__What is being asked__: Turn every line of the records below into a numbered list, leaving out any blank lines.

__Extracted material__:
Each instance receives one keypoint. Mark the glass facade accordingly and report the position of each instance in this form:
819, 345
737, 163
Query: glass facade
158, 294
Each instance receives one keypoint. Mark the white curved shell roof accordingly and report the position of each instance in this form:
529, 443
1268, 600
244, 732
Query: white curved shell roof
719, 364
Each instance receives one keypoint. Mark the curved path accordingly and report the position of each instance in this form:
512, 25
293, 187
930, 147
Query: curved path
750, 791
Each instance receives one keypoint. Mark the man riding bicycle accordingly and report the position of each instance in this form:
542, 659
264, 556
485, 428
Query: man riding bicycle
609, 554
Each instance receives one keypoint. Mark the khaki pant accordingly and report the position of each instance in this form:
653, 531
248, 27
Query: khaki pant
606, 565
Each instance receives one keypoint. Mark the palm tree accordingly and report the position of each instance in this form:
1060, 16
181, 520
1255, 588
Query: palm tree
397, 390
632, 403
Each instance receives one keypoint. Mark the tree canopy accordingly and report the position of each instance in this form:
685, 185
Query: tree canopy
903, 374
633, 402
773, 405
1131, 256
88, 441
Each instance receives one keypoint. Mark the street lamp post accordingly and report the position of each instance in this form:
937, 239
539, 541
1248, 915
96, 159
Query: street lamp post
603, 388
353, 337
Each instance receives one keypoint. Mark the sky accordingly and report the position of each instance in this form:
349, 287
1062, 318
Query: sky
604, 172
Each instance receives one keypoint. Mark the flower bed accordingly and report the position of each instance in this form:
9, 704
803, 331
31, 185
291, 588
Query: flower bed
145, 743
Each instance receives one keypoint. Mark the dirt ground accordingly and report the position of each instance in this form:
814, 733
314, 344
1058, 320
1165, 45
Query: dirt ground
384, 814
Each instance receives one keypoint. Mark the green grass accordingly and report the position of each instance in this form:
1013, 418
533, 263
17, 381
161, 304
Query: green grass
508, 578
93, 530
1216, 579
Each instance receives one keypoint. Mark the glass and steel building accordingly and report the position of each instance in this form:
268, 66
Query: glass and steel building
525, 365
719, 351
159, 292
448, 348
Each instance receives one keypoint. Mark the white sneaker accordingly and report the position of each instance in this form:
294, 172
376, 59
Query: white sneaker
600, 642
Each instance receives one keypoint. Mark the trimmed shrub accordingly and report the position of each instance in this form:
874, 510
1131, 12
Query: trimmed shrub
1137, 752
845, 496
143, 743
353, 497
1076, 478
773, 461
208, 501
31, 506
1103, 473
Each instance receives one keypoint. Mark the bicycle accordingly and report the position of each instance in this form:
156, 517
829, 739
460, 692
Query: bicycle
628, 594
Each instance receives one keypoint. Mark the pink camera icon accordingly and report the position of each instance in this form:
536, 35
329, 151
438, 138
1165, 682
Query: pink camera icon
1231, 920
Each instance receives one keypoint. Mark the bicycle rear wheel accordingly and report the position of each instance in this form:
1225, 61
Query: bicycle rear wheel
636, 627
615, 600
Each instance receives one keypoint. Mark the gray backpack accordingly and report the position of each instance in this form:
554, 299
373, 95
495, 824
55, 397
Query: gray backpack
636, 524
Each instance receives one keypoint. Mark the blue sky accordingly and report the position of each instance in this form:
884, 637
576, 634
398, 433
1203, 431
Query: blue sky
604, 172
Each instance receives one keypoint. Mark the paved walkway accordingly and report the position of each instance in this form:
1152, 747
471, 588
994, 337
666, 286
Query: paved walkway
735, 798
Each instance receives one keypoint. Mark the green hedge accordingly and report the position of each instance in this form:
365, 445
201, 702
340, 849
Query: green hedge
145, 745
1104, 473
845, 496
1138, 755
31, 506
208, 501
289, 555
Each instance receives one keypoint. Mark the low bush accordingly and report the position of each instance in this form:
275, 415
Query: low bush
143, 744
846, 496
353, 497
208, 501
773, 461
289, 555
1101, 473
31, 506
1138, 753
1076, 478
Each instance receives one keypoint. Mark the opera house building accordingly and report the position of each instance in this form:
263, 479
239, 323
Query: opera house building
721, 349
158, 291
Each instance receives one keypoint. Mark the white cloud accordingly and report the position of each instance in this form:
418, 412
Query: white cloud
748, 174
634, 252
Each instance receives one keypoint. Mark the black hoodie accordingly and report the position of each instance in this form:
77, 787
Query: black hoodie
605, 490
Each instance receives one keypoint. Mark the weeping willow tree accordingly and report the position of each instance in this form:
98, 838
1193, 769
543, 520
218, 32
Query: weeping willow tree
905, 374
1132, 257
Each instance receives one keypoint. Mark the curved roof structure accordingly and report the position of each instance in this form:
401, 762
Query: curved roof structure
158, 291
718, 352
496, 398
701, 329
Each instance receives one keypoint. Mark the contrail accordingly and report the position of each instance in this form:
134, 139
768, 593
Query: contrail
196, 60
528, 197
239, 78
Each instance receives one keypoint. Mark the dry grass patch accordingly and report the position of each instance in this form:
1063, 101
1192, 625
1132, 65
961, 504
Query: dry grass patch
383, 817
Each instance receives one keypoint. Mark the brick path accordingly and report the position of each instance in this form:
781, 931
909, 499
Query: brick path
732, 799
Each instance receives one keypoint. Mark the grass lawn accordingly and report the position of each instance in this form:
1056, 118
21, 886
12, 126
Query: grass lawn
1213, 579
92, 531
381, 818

__Written solution__:
1. Each instance receives one keypoint. Mark the glass facade accordingly and report the position of each instance in this form:
2. 819, 345
3. 737, 163
4. Query: glass facade
5. 158, 294
6. Each instance receives one keypoint. Mark the white curved shell roof accordingly and report the position of each instance in this form:
7. 529, 443
8. 1268, 600
9. 244, 732
10. Query: white curved shell roof
11. 719, 364
12. Each instance receives one keypoint. Mark the curved path accordingly and report the position of each instance in this form:
13. 512, 25
14. 293, 187
15. 930, 147
16. Query: curved path
17. 750, 791
18. Each instance receives one keypoint. Mark the man riding bicycle accordingly and report the position of each instance in this form:
19. 542, 659
20. 264, 556
21. 485, 428
22. Query: man riding bicycle
23. 609, 554
24. Each instance receives one keypoint. Mark the khaki pant accordingly and report the position of each instance in this form:
25. 653, 531
26. 248, 27
27. Query: khaki pant
28. 606, 565
29. Each instance receives one keypoint. Mark the palm tree accordingly and report the position of each instance in this form:
30. 1060, 16
31. 181, 520
32. 1255, 588
33. Query: palm tree
34. 397, 390
35. 632, 403
36. Each instance receives one keypoint. Mark the tree canopy accordingly and report the position of each instance in this form:
37. 685, 185
38. Query: tree canopy
39. 903, 374
40. 633, 402
41. 773, 405
42. 1131, 256
43. 88, 441
44. Each instance receives one keypoint. Mark the street lamp post accordingly and report the position of each instance in this form:
45. 937, 239
46. 539, 541
47. 1248, 915
48. 96, 159
49. Query: street lamp post
50. 603, 388
51. 353, 337
52. Each instance receives one keypoint. Mark the sky accordingly and report the position of each instance in this form:
53. 349, 287
54. 1062, 318
55. Query: sky
56. 604, 172
57. Each instance receives one keypoint. Mark the flower bed accordingly and report the position of each instance in this form:
58. 9, 704
59. 803, 331
60. 31, 185
61. 291, 588
62. Query: flower bed
63. 145, 743
64. Each instance receives one keypoint. Mark the dirt ground accordingly and report the position of each instance in this form:
65. 814, 733
66. 314, 344
67. 1058, 320
68. 1165, 45
69. Query: dirt ground
70. 384, 814
71. Each instance receives one keypoint. Mark the green grass accordingly and report the position of each instance in this form:
72. 1013, 418
73. 533, 263
74. 17, 381
75. 161, 304
76. Query: green grass
77. 508, 578
78. 93, 530
79. 1216, 579
80. Each instance receives one keypoint. Mark the glass and steel building accordingly and report the position of each instance in this form:
81. 268, 66
82. Query: glass and steel building
83. 525, 365
84. 719, 351
85. 159, 292
86. 448, 348
87. Each instance receives one keypoint. Mark the white sneaker accordingly and report the position of each instance in this form:
88. 294, 172
89. 376, 59
90. Query: white sneaker
91. 600, 642
92. Each instance receives one keypoint. Mark the trimmed shrub accordingly and report the position of each instance in this form:
93. 874, 510
94. 1131, 12
95. Query: trimmed shrub
96. 1137, 752
97. 845, 496
98. 143, 743
99. 353, 497
100. 1076, 478
101. 773, 461
102. 208, 501
103. 31, 506
104. 1103, 473
105. Each instance receives one keypoint. Mark the bicycle accordingly and report the position of each instance in this form:
106. 156, 517
107. 829, 739
108. 460, 692
109. Query: bicycle
110. 628, 594
111. Each instance receives one keypoint. Mark the pink camera icon accordingly and report the position of each instance in this form:
112. 536, 35
113. 329, 151
114. 438, 138
115. 1165, 682
116. Query: pink camera icon
117. 1231, 920
118. Each instance receives one keypoint. Mark the bicycle rear wheel accordingly and report the position of each instance in this form:
119. 1225, 61
120. Query: bicycle rear wheel
121. 636, 627
122. 615, 600
123. Each instance receives one keypoint. Mark the gray backpack accordingly and report the position of each instance in this form:
124. 554, 299
125. 373, 95
126. 495, 824
127. 55, 397
128. Query: gray backpack
129. 636, 524
130. Each instance receives one keypoint. Mark the blue sky accordingly and report the position of each instance in this form:
131. 884, 637
132. 576, 634
133. 398, 433
134. 1203, 431
135. Query: blue sky
136. 604, 172
137. Each instance receives one keypoint. Mark the paved walkway accordingly and report the position of each instance in this form:
138. 1152, 747
139. 471, 588
140. 994, 337
141. 666, 286
142. Query: paved walkway
143. 735, 798
144. Each instance receives one keypoint. Mark the green hedge accordingly and report the position of each instance in this form:
145. 365, 445
146. 201, 702
147. 340, 849
148. Query: green hedge
149. 145, 745
150. 1104, 473
151. 845, 496
152. 1138, 755
153. 31, 506
154. 208, 501
155. 289, 555
156. Each instance receives one keypoint. Mark the low bush accordingly and report the position of each instance in this form:
157. 275, 415
158. Query: low bush
159. 143, 744
160. 846, 496
161. 353, 497
162. 208, 501
163. 773, 461
164. 289, 555
165. 1101, 473
166. 31, 506
167. 1138, 753
168. 1076, 478
169. Each instance receives one keypoint. Mark the opera house building accordingly and report the position of each instance in this form:
170. 263, 479
171. 239, 323
172. Query: opera house building
173. 721, 349
174. 158, 291
175. Each instance receives one keypoint. Mark the white cloud accordingly and report the position of each instance in this form:
176. 418, 412
177. Query: white cloud
178. 748, 174
179. 634, 252
180. Each instance receives one keypoint. Mark the black hoodie accordingly and report the position of each instance in this form:
181. 77, 787
182. Query: black hoodie
183. 605, 490
184. Each instance receives one keypoint. Mark the weeping willow tree accordingly and report the position of each instance in this form:
185. 98, 838
186. 1193, 769
187. 543, 520
188. 218, 32
189. Query: weeping willow tree
190. 905, 374
191. 1132, 257
192. Each instance receives one keypoint. Mark the curved roof structure accordingly and report the position of each instance in this form:
193. 401, 762
194. Query: curved roof structure
195. 158, 291
196. 718, 352
197. 496, 398
198. 701, 329
199. Each instance receives one keypoint. Mark the contrail accordingly and report the position of each instance in this form:
200. 134, 139
201. 768, 593
202. Query: contrail
203. 196, 60
204. 528, 197
205. 239, 78
206. Each instance receives one keypoint. Mark the dry grass patch accordingly and report the position of each instance in this form:
207. 1063, 101
208. 1192, 625
209. 1132, 65
210. 961, 504
211. Query: dry grass patch
212. 383, 817
213. Each instance receives one keypoint. Mark the brick path accordingly and report the position of each instance in this form:
214. 781, 931
215. 909, 499
216. Query: brick path
217. 732, 799
218. Each instance receives one keypoint. Mark the grass lawn accordingly and report the position of each instance in this form:
219. 1056, 118
220. 21, 886
221. 12, 126
222. Query: grass lawn
223. 1213, 579
224. 92, 531
225. 381, 818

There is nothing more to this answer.